··· Input rows ···

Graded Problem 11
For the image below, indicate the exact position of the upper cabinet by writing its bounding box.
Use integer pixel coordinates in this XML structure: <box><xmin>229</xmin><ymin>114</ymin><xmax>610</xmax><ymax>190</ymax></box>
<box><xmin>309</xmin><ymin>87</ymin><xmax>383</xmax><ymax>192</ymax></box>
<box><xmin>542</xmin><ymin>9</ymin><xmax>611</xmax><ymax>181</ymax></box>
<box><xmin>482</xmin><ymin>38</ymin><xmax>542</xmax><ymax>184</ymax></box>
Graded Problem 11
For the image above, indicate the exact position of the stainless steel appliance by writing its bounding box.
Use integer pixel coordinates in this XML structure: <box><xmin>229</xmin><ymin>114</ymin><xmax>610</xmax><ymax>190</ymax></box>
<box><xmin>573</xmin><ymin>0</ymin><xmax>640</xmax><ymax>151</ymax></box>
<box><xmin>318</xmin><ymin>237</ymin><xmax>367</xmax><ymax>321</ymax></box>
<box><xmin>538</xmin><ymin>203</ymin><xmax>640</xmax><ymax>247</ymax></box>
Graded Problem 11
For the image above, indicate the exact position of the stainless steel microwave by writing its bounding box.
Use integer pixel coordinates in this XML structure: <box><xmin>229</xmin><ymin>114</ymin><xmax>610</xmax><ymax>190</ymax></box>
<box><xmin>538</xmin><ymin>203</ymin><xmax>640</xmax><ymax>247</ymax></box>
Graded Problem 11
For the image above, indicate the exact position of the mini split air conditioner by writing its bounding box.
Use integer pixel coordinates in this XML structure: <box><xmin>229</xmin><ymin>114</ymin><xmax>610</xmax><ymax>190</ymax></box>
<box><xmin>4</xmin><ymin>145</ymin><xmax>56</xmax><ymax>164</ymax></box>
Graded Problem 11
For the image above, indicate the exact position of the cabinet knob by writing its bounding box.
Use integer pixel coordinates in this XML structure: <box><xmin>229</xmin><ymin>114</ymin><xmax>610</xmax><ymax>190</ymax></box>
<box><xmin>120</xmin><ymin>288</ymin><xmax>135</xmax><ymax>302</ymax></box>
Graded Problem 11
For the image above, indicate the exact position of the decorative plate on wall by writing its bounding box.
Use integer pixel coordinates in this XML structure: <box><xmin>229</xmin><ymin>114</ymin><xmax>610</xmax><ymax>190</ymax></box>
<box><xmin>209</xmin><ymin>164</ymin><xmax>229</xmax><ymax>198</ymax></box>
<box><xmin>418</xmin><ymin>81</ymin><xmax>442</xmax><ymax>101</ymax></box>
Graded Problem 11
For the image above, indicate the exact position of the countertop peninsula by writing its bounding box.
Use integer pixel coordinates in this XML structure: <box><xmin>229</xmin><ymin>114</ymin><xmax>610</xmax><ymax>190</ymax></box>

···

Set problem -
Set down the listing above in full, please, exactly as it appears.

Task answer -
Graded Problem 11
For the image below, indicate the exact position of the upper cabinet by writing its bounding box.
Use integer pixel coordinates in this XML structure: <box><xmin>229</xmin><ymin>114</ymin><xmax>610</xmax><ymax>190</ymax></box>
<box><xmin>309</xmin><ymin>87</ymin><xmax>383</xmax><ymax>192</ymax></box>
<box><xmin>542</xmin><ymin>9</ymin><xmax>611</xmax><ymax>181</ymax></box>
<box><xmin>482</xmin><ymin>38</ymin><xmax>542</xmax><ymax>184</ymax></box>
Graded Problem 11
For the image above, indicate the exact position of the stainless steel appliance by writing its bounding box.
Use integer pixel coordinates in this XML structure: <box><xmin>229</xmin><ymin>114</ymin><xmax>610</xmax><ymax>190</ymax></box>
<box><xmin>573</xmin><ymin>0</ymin><xmax>640</xmax><ymax>151</ymax></box>
<box><xmin>318</xmin><ymin>237</ymin><xmax>367</xmax><ymax>321</ymax></box>
<box><xmin>538</xmin><ymin>203</ymin><xmax>640</xmax><ymax>247</ymax></box>
Graded Problem 11
For the image above, indicate the exact position of the stainless steel microwave by writing its bounding box.
Use integer pixel coordinates in this XML structure: <box><xmin>229</xmin><ymin>114</ymin><xmax>610</xmax><ymax>190</ymax></box>
<box><xmin>538</xmin><ymin>203</ymin><xmax>640</xmax><ymax>247</ymax></box>
Graded Problem 11
For the image above, indicate the exact position of the mini split air conditioner by writing its bounding box.
Use integer pixel coordinates in this XML structure: <box><xmin>229</xmin><ymin>114</ymin><xmax>610</xmax><ymax>190</ymax></box>
<box><xmin>4</xmin><ymin>145</ymin><xmax>56</xmax><ymax>164</ymax></box>
Graded Problem 11
For the image above, indicate the exact position of the cabinet knob by writing its bounding box.
Use integer pixel coordinates in this XML structure: <box><xmin>229</xmin><ymin>114</ymin><xmax>610</xmax><ymax>190</ymax></box>
<box><xmin>120</xmin><ymin>288</ymin><xmax>135</xmax><ymax>302</ymax></box>
Graded Problem 11
For the image above, indicate the exact position of the decorative plate on wall by writing its bounding box.
Use integer pixel coordinates in this XML structure: <box><xmin>229</xmin><ymin>114</ymin><xmax>610</xmax><ymax>190</ymax></box>
<box><xmin>209</xmin><ymin>164</ymin><xmax>229</xmax><ymax>198</ymax></box>
<box><xmin>418</xmin><ymin>81</ymin><xmax>442</xmax><ymax>101</ymax></box>
Graded Problem 11
For the image above, indicate the exact position of the countertop peninsula by writing its bounding box.
Use integer pixel coordinates in this XML structure: <box><xmin>229</xmin><ymin>114</ymin><xmax>610</xmax><ymax>190</ymax></box>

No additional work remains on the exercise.